■ Text

○ ○ ○ ○ ○

Listening to music on Radio 3 is a great help to get going. I use Winsor & Newton inks and crayons on top. I keep the crayons in different jars according to colour so I can find them quickly, and I like very soft pencils. You know when something has totally died on you and you can’t do any more. Although often the work I am doing is rubbish, you do have to go through the rubbish, until sometimes at the end you just get it right. These days I’m better at planning and I do a rough drawing in a sketchbook before I start. I’ve spent 94 years looking at things, so I have enough images of people and cats in my head that I can draw them. If I don’t know what somebody looks like in a certain position I draw myself in a mirror. I have a small mirror on my desk to look at the reflection of my hands, because I like to get hands right if they are doing something. I’m not good at trees, because I don’t seem to look at those enough. And other things like badgers – I don’t think I’ve ever met a badger – I Google a lot. It’s a huge help. I used to have to look endlessly through books to see what a badger looks like. I’ve Googled open-mouthed tigers and you get photographs showing exactly what their teeth look like. There was no internet when I wrote The Tiger Who Came to Tea so I spent days at the zoo drawing tigers.
Normally my cat, Katinka, who is all white with a tabby tail, appears when she thinks it is time to be fed. She’s always been good at judging when I’m ready to quit for the day. But since I published Katinka’s Tail she’s done something very strange: she comes up here and sits in my working chair. It’s as if she’s saying: this book is really my doing; you may have done a few drawings, but it is about me. When I tried to move her off she bit me. Katinka is Russian for Katy, she’s my ninth cat; Mog was our first. Cats are so strange and surprising that I thought I would do a picture book of all the mad things this animal did.

○ ○ ○ ○ ○

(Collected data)
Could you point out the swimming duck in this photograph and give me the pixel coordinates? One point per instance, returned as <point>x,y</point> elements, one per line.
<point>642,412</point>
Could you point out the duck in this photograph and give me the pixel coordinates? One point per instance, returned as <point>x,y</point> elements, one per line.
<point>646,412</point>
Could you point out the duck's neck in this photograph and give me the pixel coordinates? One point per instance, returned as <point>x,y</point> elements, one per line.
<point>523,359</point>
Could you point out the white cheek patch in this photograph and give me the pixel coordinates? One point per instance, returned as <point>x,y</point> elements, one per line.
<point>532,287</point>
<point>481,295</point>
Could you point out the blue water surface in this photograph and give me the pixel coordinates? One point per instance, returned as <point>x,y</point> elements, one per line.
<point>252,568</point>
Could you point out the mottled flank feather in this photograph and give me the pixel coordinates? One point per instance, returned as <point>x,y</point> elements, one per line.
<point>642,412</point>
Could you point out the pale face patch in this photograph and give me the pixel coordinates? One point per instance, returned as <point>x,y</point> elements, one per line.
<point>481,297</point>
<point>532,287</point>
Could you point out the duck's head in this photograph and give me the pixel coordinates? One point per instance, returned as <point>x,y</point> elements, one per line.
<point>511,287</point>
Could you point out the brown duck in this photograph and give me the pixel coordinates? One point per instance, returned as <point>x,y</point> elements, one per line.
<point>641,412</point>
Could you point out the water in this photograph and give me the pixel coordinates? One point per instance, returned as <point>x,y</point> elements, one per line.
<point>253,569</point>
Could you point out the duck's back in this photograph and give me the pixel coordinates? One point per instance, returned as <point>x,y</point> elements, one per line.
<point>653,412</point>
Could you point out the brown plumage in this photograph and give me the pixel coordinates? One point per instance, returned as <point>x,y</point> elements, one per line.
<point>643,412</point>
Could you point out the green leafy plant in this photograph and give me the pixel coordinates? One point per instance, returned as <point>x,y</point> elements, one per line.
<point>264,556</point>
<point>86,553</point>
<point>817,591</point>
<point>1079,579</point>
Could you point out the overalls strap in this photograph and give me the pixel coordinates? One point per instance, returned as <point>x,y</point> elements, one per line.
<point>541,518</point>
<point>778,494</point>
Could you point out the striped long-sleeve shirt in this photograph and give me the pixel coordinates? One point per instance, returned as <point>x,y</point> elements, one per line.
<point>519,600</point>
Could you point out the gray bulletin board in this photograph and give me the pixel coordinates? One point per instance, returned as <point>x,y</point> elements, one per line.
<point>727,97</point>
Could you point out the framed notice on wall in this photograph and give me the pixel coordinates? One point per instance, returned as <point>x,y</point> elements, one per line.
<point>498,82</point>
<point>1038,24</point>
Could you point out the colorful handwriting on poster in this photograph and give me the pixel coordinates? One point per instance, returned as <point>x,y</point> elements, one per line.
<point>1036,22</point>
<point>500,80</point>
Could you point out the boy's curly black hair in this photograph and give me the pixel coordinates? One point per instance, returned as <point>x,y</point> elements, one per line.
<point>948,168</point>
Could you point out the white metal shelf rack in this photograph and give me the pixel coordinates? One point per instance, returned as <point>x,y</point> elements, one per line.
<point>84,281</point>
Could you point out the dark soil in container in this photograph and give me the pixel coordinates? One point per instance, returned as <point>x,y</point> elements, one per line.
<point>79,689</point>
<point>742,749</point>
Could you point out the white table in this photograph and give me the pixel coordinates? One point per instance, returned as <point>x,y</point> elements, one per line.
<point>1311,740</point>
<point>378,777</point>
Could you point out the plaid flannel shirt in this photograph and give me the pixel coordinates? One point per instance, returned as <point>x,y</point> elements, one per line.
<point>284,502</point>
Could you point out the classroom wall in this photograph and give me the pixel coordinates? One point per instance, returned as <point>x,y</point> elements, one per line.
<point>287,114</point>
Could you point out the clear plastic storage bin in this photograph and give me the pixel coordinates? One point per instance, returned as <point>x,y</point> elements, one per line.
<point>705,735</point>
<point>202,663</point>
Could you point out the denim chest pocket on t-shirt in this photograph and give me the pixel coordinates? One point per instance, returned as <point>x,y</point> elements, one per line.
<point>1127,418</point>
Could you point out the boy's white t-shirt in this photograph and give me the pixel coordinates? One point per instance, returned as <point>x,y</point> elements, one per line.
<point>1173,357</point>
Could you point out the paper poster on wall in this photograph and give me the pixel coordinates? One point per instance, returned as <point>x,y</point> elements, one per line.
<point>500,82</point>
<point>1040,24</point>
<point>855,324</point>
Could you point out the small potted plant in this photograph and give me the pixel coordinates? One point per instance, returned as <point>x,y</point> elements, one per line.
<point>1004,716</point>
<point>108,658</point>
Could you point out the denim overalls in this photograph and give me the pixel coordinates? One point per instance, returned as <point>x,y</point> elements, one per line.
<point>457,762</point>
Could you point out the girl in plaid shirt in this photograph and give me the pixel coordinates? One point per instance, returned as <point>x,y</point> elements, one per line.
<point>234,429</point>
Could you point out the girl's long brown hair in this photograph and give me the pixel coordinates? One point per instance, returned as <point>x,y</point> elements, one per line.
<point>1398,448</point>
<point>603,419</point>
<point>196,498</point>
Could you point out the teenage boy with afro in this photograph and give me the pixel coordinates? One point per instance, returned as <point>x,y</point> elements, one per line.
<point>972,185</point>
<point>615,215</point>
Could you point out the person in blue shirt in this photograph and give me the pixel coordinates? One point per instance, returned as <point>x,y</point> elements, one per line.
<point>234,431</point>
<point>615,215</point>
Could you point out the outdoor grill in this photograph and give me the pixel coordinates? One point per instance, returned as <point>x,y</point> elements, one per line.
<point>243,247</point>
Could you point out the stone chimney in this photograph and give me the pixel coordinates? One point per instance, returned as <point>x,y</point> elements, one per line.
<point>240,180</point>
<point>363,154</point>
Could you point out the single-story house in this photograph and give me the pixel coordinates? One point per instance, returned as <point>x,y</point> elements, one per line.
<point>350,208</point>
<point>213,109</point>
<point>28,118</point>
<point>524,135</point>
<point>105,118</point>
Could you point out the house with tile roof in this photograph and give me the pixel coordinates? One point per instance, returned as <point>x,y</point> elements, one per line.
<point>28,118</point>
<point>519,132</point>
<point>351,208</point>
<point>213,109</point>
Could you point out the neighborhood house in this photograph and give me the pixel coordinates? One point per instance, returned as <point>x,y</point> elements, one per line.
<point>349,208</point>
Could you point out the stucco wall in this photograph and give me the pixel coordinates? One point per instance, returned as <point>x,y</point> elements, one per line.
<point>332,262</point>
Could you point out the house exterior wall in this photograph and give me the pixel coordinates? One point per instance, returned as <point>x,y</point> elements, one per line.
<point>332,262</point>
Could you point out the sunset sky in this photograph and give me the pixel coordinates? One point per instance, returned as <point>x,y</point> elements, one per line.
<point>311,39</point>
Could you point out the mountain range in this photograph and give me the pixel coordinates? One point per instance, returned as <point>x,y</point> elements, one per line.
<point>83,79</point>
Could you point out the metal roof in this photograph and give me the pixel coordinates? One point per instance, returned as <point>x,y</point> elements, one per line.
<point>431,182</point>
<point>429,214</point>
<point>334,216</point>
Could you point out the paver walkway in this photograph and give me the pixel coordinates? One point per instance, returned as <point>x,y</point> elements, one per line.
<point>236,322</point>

○ ○ ○ ○ ○

■ What needs to be done
Retype the text on drawing habits word for word, starting at "Normally my cat, Katinka, who" and ending after "this animal did.". The collected data is separate material with no connection to the text on drawing habits.

■ Your response
Normally my cat, Katinka, who is all white with a tabby tail, appears when she thinks it is time to be fed. She’s always been good at judging when I’m ready to quit for the day. But since I published Katinka’s Tail she’s done something very strange: she comes up here and sits in my working chair. It’s as if she’s saying: this book is really my doing; you may have done a few drawings, but it is about me. When I tried to move her off she bit me. Katinka is Russian for Katy, she’s my ninth cat; Mog was our first. Cats are so strange and surprising that I thought I would do a picture book of all the mad things this animal did.